## Assignment
How many lines in the records below contain the string "evenodd"? Reply with the number alone.

## Data shown

--------------------------------

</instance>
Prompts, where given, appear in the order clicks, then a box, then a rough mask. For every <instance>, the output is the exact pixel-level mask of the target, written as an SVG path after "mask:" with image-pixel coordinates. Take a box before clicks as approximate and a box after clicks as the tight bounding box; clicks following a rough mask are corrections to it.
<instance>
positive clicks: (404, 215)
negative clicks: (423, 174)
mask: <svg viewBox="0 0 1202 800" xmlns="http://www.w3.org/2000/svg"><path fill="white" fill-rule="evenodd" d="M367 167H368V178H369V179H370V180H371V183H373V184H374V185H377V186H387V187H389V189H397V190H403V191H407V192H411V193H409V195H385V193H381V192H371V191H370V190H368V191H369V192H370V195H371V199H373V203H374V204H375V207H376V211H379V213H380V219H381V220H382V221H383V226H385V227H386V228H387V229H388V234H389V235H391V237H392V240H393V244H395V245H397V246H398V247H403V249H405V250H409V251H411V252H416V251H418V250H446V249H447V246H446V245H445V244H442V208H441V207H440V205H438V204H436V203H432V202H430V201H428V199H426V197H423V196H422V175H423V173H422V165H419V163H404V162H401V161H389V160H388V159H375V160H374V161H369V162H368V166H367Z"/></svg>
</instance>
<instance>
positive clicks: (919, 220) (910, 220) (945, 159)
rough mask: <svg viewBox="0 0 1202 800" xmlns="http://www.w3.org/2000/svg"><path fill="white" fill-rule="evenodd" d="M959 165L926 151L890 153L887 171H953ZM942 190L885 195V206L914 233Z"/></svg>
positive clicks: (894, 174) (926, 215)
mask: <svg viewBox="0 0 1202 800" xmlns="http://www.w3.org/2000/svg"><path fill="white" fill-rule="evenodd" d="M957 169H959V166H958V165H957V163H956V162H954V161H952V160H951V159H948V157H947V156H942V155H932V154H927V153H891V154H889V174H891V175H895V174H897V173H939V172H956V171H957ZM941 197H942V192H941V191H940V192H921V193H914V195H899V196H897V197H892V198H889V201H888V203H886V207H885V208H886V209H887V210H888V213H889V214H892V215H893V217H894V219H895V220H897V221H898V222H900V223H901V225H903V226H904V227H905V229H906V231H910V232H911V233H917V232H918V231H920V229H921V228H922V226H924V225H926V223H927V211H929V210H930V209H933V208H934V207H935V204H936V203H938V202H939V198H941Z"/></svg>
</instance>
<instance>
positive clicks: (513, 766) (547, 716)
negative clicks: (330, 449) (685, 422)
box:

--------------------------------

## Exercise output
3